Work task:
Go through the entries below and retype them exactly, omitting each picture.

(Data supplied Opens)

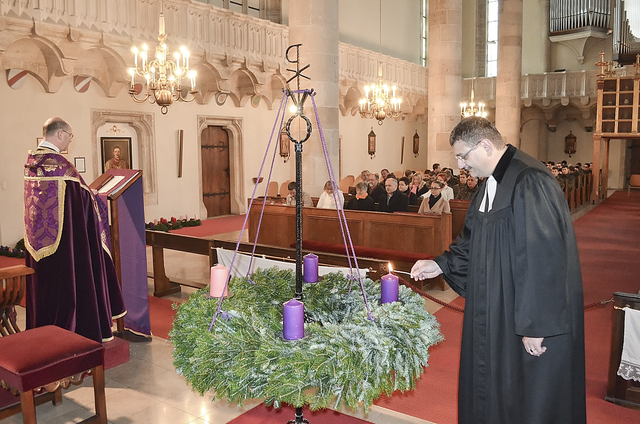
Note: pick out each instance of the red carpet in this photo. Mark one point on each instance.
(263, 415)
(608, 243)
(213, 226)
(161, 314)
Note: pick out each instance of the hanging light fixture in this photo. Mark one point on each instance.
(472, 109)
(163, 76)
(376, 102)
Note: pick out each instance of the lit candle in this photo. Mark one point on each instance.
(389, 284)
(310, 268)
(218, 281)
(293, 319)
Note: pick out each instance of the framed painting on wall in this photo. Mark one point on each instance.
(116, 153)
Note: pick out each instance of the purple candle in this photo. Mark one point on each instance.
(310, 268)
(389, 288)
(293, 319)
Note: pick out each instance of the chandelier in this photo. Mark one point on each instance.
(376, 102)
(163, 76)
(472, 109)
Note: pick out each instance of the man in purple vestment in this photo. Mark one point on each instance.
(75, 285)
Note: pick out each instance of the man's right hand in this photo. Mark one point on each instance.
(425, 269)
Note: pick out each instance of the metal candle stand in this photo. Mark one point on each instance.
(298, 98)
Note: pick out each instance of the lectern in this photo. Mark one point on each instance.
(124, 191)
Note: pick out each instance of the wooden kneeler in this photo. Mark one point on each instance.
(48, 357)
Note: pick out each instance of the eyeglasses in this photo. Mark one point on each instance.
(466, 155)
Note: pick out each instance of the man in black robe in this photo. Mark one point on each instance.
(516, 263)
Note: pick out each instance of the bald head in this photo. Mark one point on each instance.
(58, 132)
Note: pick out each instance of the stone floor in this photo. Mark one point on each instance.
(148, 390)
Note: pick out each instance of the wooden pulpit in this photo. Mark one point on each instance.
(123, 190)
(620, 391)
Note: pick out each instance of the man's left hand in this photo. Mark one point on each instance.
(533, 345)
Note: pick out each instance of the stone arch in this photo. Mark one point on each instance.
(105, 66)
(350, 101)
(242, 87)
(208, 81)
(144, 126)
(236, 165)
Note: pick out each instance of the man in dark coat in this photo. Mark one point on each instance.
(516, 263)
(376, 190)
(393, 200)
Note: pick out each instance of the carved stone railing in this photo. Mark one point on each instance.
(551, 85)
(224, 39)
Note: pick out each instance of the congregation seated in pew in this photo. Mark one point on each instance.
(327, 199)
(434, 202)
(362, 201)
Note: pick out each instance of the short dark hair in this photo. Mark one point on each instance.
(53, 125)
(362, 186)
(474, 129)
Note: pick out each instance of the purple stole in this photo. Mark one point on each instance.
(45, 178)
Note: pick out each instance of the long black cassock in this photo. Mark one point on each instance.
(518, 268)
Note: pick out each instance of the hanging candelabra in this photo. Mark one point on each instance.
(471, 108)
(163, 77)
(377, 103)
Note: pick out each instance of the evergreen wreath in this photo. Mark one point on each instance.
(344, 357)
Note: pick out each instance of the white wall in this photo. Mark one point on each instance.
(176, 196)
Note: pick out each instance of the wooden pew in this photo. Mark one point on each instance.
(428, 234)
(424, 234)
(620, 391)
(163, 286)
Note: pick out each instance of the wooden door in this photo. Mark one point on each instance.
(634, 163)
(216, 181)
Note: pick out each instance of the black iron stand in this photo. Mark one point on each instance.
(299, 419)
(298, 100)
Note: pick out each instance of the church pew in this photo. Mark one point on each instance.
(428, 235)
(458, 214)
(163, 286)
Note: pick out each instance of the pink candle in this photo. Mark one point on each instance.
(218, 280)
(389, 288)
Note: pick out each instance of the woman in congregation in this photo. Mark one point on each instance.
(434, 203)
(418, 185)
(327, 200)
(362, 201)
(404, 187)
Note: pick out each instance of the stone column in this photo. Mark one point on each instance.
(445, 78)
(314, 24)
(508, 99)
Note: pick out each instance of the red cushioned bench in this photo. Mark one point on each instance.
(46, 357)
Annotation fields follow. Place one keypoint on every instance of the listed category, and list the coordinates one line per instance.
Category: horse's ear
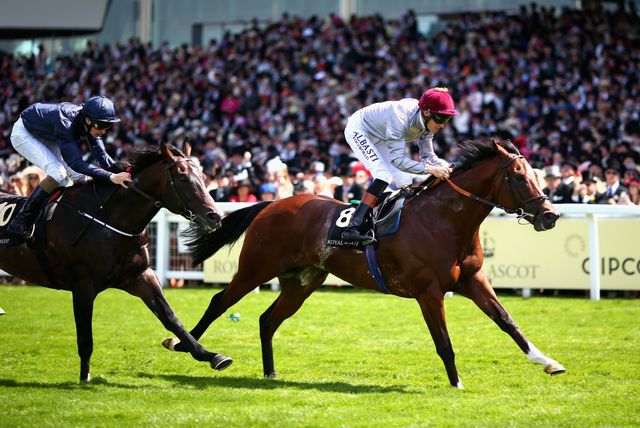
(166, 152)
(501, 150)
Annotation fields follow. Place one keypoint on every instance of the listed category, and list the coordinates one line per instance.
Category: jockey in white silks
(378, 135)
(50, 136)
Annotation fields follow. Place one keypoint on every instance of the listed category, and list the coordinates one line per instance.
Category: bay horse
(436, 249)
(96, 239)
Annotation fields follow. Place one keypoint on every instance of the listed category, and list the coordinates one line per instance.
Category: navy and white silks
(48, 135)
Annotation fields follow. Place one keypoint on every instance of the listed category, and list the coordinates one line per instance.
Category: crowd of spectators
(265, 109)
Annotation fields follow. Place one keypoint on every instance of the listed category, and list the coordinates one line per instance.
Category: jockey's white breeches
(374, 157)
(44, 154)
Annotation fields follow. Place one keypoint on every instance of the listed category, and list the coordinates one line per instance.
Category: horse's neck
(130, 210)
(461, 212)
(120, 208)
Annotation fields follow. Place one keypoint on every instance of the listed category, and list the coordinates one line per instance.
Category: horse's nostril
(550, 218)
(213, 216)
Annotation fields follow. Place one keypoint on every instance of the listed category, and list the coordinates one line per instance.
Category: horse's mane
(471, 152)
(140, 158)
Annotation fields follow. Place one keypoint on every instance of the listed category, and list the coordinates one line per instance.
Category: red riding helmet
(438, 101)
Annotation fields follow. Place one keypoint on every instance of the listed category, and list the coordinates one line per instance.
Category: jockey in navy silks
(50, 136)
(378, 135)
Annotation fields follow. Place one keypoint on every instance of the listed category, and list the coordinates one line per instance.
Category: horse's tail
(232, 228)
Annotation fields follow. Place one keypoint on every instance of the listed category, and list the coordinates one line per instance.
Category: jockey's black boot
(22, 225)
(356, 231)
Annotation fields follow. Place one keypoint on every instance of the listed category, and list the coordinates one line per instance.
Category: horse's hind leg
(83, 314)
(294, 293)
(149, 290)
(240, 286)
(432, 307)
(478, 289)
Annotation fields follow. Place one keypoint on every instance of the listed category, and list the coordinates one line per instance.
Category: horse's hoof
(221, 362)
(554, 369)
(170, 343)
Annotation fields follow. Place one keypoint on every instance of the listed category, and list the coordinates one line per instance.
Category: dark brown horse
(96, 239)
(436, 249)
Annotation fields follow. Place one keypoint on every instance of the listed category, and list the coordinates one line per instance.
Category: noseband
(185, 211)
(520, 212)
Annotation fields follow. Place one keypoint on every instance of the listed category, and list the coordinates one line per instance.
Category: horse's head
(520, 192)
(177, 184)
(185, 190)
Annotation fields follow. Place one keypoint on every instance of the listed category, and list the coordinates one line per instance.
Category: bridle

(Data supplied Closes)

Written reply:
Note: pick out each instance of the red carpet in this photo. Mark one point on each instance.
(263, 415)
(608, 243)
(213, 226)
(161, 314)
Note: pick out each instance of the hanging light fixture in this photo. Mark one point on each instance.
(472, 109)
(163, 76)
(376, 102)
Note: pick out each instance of the lit candle in this photo. Mark one point on each instance.
(389, 284)
(310, 268)
(218, 281)
(293, 319)
Note: pick out each instance of the framed painting on wall in this photo. Mark one point on each instance.
(116, 153)
Note: pick out each instance of the purple candle in this photo. Mark one point on each instance.
(310, 268)
(389, 288)
(293, 319)
Note: pick out each instance of the chandelier in this photo. Mark one point on each instance.
(376, 102)
(163, 76)
(472, 109)
Note: pick out each instance of the man in purple vestment in this photo. Mark one point on each instance.
(75, 285)
Note: pick out each instance of the man's right hand in this photo. Mark one point on each instance.
(425, 269)
Note: pick out each instance of the metal candle stand in this photo. Mark one point on each instance.
(298, 98)
Note: pick out each instance of the lectern in this photo. Mark one point on each instance.
(124, 191)
Note: pick out each instance of the wooden kneeler in this photo. Mark one point on each instance.
(48, 357)
Note: pick out each instance of the eyeglasses in this photo. Mark one point on each instance.
(466, 155)
Note: pick out each instance of the man in black robe in this photo. Mark one point on each instance.
(516, 263)
Note: pick out each instance of the bald head in this photo. Mark one point on each instance.
(58, 132)
Note: pick out each instance of the stone floor in this photo. Mark one point on each instance.
(148, 390)
Note: pick out each instance of the wooden pulpit in this photo. Mark one point on each instance.
(123, 190)
(620, 391)
Note: pick out each instance of the man's left hand in this photo. Mark one point on each instance.
(533, 345)
Note: pick out each instance of the stone arch in this photo. Mark one point on each instance.
(105, 66)
(350, 101)
(242, 87)
(208, 81)
(144, 126)
(236, 165)
Note: pick out each instance of the man in dark coat in this photo. Mark one point on each instance.
(516, 263)
(376, 190)
(393, 200)
Note: pick out each instance of the carved stone railing in this photo. Mark one point on each instance.
(551, 85)
(224, 39)
Note: pick out each instance of the congregation seated in pew in this photo. Mark one point on each instance.
(327, 199)
(434, 202)
(362, 201)
Note: pick out each instance of the short dark hair in this photo. Mark one point on each instance.
(53, 125)
(362, 186)
(474, 129)
Note: pick out each instance of the purple stole in this photo. Mark one point on each instance.
(45, 178)
Note: pick out each instance of the long black cassock in this photo. Mark one point on each instance.
(518, 268)
Note: pick out each instance of the hanging candelabra in this photo. Mark one point on each instance.
(471, 108)
(163, 77)
(377, 103)
Note: pick out each instance of the evergreen wreath in this photo. Mark one point on each instance.
(344, 357)
Note: pick out each instance of the white wall in this photo. Mark one point on each instance.
(176, 196)
Note: pick out each instance of the wooden pew in this photo. Mark one point on each instance.
(428, 234)
(424, 234)
(620, 391)
(163, 286)
Note: pick out each instance of the wooden door in this photo. Mark one point on each instance.
(634, 163)
(216, 181)
Note: pick out each instance of the black iron stand in this photo. Mark one point on each instance.
(299, 419)
(298, 100)
Note: pick out each instance of the church pew in this photo. Mark one point on each instance.
(428, 235)
(458, 214)
(163, 286)
Note: pick out each instance of the pink candle in this photo. Mark one point on each instance.
(218, 280)
(389, 288)
Note: pick out each instance of the woman in congregation in this photo. Mark one point on each instance.
(434, 203)
(418, 185)
(327, 200)
(362, 201)
(404, 187)
Note: pick out each instance of the stone column in this photo. Mark one point on each instance.
(445, 78)
(314, 24)
(508, 99)
Note: pick out each instance of the red cushioned bench in this photo. Mark one point on each instance.
(46, 357)
Annotation fields follow. Place one keypoint on every instance of the listed category, and list the coordinates one line per instance.
Category: horse's ear
(166, 152)
(501, 150)
Annotation fields follow. Place one keypoint on every instance of the listed category, and list the coordinates one line per instance.
Category: jockey in white silks
(378, 135)
(50, 136)
Annotation fields follow. Place one keypoint on every instance of the listed category, and list the coordinates one line per instance.
Category: bay horse
(436, 249)
(96, 239)
Annotation fields follow. Place one keypoint on every instance of the listed category, and list the coordinates one line per instance.
Category: navy and white silks
(48, 135)
Annotation fields follow. Place one keypoint on every instance of the listed category, and list the coordinates one line per instance.
Category: crowd of spectators
(265, 109)
Annotation fields follow. Place one keypoint on every instance of the listed category, and list the coordinates one line per instance.
Category: jockey's white breeches
(374, 157)
(44, 154)
Annotation fields follow. Place one keypoint on every instance of the listed category, and list the coordinates one line per instance.
Category: horse's neck
(130, 210)
(461, 212)
(120, 208)
Annotation fields follow. Place one keypoint on every instance of the listed category, and list the coordinates one line per instance.
Category: horse's nostril
(550, 218)
(213, 216)
Annotation fields follow. Place one keypoint on every instance of the listed category, and list the coordinates one line per instance.
Category: horse's mane
(471, 152)
(140, 158)
Annotation fields follow. Place one keypoint on every instance of the listed category, and list the coordinates one line per instance.
Category: red riding helmet
(438, 101)
Annotation fields follow. Place one keypoint on every instance of the listed category, and list the coordinates one line per instance.
Category: jockey in navy silks
(50, 136)
(378, 135)
Annotation fields follow. Place one keypoint on every instance of the listed category, and list the coordinates one line per instance.
Category: horse's tail
(232, 228)
Annotation fields follow. Place one keypoint on every instance of the listed category, and list the coordinates one line per instance.
Category: jockey's black boot
(22, 225)
(356, 231)
Annotation fields follow. Place one keypoint on every instance of the listed category, and list the coordinates one line per instance.
Category: horse's hind leg
(83, 314)
(294, 293)
(149, 290)
(240, 286)
(432, 307)
(478, 289)
Annotation fields follow. Place one keypoint on every instance of the listed category, and list the coordinates one line per instance.
Category: horse's hoof
(221, 362)
(554, 369)
(170, 343)
Annotation fields follow. Place one keypoint on every instance of the listed category, and list the coordinates one line per instance.
Category: dark brown horse
(96, 239)
(436, 249)
Annotation fields follow. Place one keypoint on every instance of the listed category, and list the coordinates one line per instance.
Category: noseband
(185, 211)
(520, 212)
Annotation fields follow. Place one keypoint on every instance of the listed category, and list the coordinates one line per instance.
Category: horse's head
(520, 192)
(177, 184)
(185, 190)
Annotation fields follow. Place one keypoint on every instance of the listed category, and list the coordinates one line per instance.
Category: bridle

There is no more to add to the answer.